Task brief
Beneath this task is a listing. State how many of its lines include the string "instance", giving nothing but the number.

+ + +

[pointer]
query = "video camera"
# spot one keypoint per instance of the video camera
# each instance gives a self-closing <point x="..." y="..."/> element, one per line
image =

+ + +

Result
2